Instructions to follow
The response should contain only those lines of the entries below that include the string "instance".

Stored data
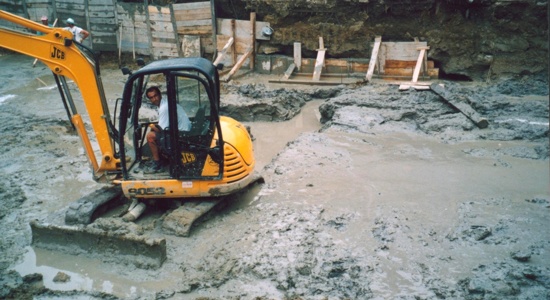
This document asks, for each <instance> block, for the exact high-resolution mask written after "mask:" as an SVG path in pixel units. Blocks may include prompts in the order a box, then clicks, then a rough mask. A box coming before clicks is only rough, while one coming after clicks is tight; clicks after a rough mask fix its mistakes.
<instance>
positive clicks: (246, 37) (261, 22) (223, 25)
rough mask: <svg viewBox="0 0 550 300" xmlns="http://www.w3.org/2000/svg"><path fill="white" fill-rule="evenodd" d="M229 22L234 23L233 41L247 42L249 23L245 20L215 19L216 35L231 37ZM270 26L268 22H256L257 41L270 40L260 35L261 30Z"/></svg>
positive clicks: (230, 32) (249, 30) (260, 21)
mask: <svg viewBox="0 0 550 300" xmlns="http://www.w3.org/2000/svg"><path fill="white" fill-rule="evenodd" d="M231 20H233V21H235V36H234V38H235V41H239V40H241V39H244V40H245V41H248V40H249V39H250V38H249V36H250V21H246V20H234V19H222V18H217V19H216V22H217V28H218V34H223V35H228V36H232V35H231V30H232V29H231V28H232V27H231V26H232V25H231ZM266 26H268V27H269V26H270V25H269V23H268V22H262V21H256V30H255V31H256V32H255V34H256V39H257V40H266V41H268V40H270V39H271V38H270V37H268V36H264V35H263V34H262V28H264V27H266Z"/></svg>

Answer space
This document asks, for each <instance> block, for the exact high-resolution mask written after "mask:" as an SVG path in pixel units. Blocks may include prompts in the order a box, then clicks, then a rough mask. A box coming before clicks is only rough, while one coming after clicks is tight; clicks after a rough mask fix its mistakes.
<instance>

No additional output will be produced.